**What to produce**
The answer should consist of every record, reproduced exactly.

Data for this exercise section start

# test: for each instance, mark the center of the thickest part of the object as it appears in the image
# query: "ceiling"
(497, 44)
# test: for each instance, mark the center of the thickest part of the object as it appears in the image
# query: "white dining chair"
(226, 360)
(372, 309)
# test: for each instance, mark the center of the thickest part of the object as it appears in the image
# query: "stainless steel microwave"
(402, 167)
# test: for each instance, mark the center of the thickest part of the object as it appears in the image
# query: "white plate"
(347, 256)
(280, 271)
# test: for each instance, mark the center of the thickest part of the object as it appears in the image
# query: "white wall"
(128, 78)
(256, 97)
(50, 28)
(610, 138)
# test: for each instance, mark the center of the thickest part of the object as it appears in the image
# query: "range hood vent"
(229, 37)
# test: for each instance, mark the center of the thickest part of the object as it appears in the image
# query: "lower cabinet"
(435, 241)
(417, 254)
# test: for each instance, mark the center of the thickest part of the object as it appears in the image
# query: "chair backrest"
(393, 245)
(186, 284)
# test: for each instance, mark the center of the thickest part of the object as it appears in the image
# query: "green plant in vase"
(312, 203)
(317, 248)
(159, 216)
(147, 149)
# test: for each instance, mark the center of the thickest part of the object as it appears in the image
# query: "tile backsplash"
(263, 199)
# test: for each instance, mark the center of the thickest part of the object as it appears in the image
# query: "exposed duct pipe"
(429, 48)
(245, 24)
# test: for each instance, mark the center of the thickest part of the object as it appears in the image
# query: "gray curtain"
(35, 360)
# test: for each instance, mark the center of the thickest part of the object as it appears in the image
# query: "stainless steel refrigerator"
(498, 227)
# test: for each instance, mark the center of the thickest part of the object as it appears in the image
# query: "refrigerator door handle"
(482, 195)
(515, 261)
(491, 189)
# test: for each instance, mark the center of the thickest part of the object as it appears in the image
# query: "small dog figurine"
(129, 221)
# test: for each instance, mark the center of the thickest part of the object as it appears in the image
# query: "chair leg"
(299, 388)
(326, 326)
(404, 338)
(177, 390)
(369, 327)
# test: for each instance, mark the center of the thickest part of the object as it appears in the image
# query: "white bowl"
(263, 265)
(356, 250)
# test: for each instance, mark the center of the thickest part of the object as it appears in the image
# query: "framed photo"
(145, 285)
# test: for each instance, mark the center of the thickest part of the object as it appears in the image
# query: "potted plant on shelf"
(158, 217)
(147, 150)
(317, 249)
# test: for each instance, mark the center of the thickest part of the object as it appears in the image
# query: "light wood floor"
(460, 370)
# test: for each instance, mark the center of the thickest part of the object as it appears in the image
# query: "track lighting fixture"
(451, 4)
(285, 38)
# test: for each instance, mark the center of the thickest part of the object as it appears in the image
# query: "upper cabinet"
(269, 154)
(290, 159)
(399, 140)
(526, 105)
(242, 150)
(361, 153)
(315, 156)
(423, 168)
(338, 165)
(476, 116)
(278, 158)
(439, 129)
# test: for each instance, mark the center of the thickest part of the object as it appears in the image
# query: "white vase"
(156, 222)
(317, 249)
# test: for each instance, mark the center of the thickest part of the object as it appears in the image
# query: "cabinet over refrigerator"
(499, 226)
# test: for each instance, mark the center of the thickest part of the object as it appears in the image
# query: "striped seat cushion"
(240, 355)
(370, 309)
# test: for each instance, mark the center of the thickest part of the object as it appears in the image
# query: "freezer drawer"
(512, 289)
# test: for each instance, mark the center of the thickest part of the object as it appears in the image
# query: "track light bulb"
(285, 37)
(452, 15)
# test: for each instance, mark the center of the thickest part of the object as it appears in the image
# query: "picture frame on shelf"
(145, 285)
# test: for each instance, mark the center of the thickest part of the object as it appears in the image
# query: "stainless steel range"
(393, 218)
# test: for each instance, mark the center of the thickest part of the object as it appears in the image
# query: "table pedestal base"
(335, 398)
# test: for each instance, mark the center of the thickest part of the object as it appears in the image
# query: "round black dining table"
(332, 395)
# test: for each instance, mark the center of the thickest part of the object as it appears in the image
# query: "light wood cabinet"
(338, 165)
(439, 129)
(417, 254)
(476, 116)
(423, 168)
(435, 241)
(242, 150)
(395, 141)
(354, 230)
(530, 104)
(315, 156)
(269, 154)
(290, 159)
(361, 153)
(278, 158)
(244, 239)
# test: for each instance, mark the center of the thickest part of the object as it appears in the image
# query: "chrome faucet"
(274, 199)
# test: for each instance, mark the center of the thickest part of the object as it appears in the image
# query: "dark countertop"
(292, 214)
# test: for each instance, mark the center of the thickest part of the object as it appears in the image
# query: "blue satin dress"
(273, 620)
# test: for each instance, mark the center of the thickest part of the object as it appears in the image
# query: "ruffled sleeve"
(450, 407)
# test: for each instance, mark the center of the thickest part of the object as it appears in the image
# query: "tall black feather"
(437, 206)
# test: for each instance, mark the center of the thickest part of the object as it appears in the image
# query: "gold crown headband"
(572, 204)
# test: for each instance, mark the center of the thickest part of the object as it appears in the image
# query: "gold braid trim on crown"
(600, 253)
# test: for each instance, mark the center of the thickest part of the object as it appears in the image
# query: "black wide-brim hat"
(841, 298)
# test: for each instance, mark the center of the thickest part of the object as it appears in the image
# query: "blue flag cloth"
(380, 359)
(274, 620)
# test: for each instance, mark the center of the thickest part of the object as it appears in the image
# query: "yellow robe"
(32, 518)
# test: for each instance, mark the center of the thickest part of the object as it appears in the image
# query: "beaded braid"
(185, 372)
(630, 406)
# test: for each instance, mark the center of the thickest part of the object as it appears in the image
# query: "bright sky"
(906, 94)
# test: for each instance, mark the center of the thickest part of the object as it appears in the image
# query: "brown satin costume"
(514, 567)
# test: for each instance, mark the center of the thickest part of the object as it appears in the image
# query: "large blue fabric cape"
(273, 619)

Data for this exercise section end

**Written response**
# test: for each instance, mark the center of the thickest part of the object as it appears in the image
# query: "ceiling"
(497, 44)
# test: for each instance, mark the center of the thickest part of the object as it appears in the image
# query: "white dining chair"
(226, 360)
(372, 309)
# test: for each instance, mark the center of the thickest part of the object as it appears in the image
# query: "stainless steel microwave"
(402, 167)
# test: for each instance, mark the center of the thickest part of the object as it appears in the image
# query: "white plate"
(347, 256)
(280, 271)
# test: for each instance, mark the center of the thickest part of the object as it appears in the image
# query: "white wall"
(128, 78)
(256, 97)
(50, 28)
(610, 138)
# test: for each instance, mark the center of the thickest part of the object as it appears in the image
# query: "range hood vent"
(229, 37)
# test: for each instance, mark the center of the thickest part of the object as it appears in the image
# query: "lower cabinet"
(435, 241)
(417, 254)
# test: for each instance, mark the center of the thickest part of the object as it appears in the image
# query: "chair backrest"
(393, 245)
(186, 284)
# test: for each instance, mark the center of the thickest part of the object as it appears in the image
# query: "green plant in vase"
(312, 203)
(317, 248)
(159, 216)
(147, 149)
# test: for each instance, mark the center of the thickest part of the object as it appears in the image
# query: "tile backsplash"
(263, 199)
# test: for each instance, mark the center of the thickest part of the object as it appears in the image
# query: "exposed duct pipe"
(429, 48)
(245, 24)
# test: for each instance, mark the center of the thickest part of the object as it appears in the image
# query: "gray curtain"
(35, 360)
# test: for each instance, mark the center of the thickest part of the object as it appears in the image
# query: "stainless steel refrigerator"
(498, 227)
# test: for each instance, mark the center of the thickest part of the object as it appears in the image
# query: "refrigerator door handle"
(482, 195)
(515, 261)
(491, 189)
# test: for each instance, mark the center of the thickest part of the object as it appears in the image
# query: "small dog figurine"
(129, 221)
# test: for each instance, mark the center of the thickest part of the object as it appears in the image
# query: "chair leg"
(299, 388)
(326, 326)
(404, 338)
(177, 390)
(369, 327)
# test: for each instance, mark the center of the thickest part of the object as it appears in the image
# query: "white bowl"
(263, 265)
(356, 250)
# test: for each instance, mark the center of the thickest part of the object as it appears in the image
# query: "framed photo"
(145, 285)
# test: for each instance, mark the center of the thickest part of the object as it appears in the image
# query: "potted plant on shelf"
(158, 217)
(147, 150)
(317, 249)
# test: for each instance, mark the center of the thickest part of the object as it appears in the image
# query: "light wood floor"
(460, 370)
# test: for each instance, mark the center of the thickest part of the object as it appears in the image
# query: "track lighting fixture"
(451, 4)
(285, 38)
# test: for each instance, mark the center of the thickest part of the object as it appears in the image
# query: "upper cabinet"
(269, 154)
(290, 159)
(399, 140)
(526, 105)
(242, 150)
(361, 153)
(315, 156)
(423, 168)
(338, 165)
(476, 116)
(278, 158)
(439, 129)
# test: for each instance, mark the center of the thickest part of the object as it appears in the image
# query: "white vase"
(156, 222)
(317, 249)
# test: for each instance, mark the center of the thickest part of the object as it appears in the image
# query: "cabinet over refrigerator"
(499, 226)
# test: for each instance, mark the center of the thickest part of the object as it appears in the image
# query: "striped seat cushion"
(240, 355)
(370, 309)
# test: for each instance, mark the center of the thickest part of the object as it appears in the image
# query: "freezer drawer"
(512, 289)
# test: for each instance, mark the center of the thickest part of the object as it appears in the image
# query: "track light bulb"
(285, 37)
(452, 15)
# test: for each instance, mark the center of the thickest part of the object as it appears in the image
# query: "picture frame on shelf"
(145, 285)
# test: for each instance, mark the center of the thickest part of the object as it appears in the image
# query: "stainless steel range"
(393, 218)
# test: for each instance, mark the center of the thickest part of the object as it appears in the image
# query: "table pedestal base"
(335, 398)
# test: for each instance, mark the center of the thickest part of the object as it appears in the image
# query: "round black dining table"
(332, 395)
# test: for each instance, mark the center of the thickest part of the object as it appears in the image
# query: "light wood cabinet"
(338, 165)
(439, 129)
(417, 254)
(476, 116)
(423, 168)
(435, 241)
(242, 150)
(395, 141)
(354, 230)
(530, 104)
(315, 156)
(269, 154)
(290, 159)
(361, 153)
(278, 158)
(244, 239)
# test: for each instance, mark the center of the thickest part of the object as it appears in the image
# query: "chrome faucet"
(274, 199)
# test: for each instance, mark the center of the thickest part of the object as it appears in the image
# query: "dark countertop"
(292, 214)
# test: for each instance, mark the center of the thickest part of the object as it appears in the image
# query: "blue satin dress"
(273, 620)
# test: for each instance, mark the center of the thickest part of the object as it appears in the image
# query: "ruffled sleeve"
(450, 407)
# test: for each instance, mark the center of the thickest part of the object as it appears in the image
# query: "tall black feather"
(437, 206)
# test: for each instance, mark the center of the thickest part of the object as it appears in the image
# query: "gold crown headband"
(572, 204)
# test: for each instance, mark the center of the thickest part of the object as it appears in the image
# query: "gold braid trim on crown"
(600, 253)
# test: for each instance, mark the center of the thickest part of the object as it appears in the image
# query: "black wide-brim hat"
(841, 298)
# test: for each instance, mark the center of the thickest part of the object as it appears in the image
# query: "blue flag cloth"
(380, 359)
(274, 620)
# test: for each instance, mark the center of the thickest part of the object as it appears in the image
# query: "yellow robe"
(32, 518)
# test: for each instance, mark the center of the thickest part of the object as it appears in the image
# query: "beaded braid"
(185, 372)
(630, 406)
# test: for each instance, mark the center of the thickest part of the object as it appears in the image
# query: "bright sky"
(906, 94)
# test: for each instance, mark the center of the thickest part of the object as it appears in the image
# query: "brown satin costume"
(514, 567)
# test: for each instance, mark the center of the thickest part of the object as it appears in the image
# query: "large blue fabric cape"
(273, 619)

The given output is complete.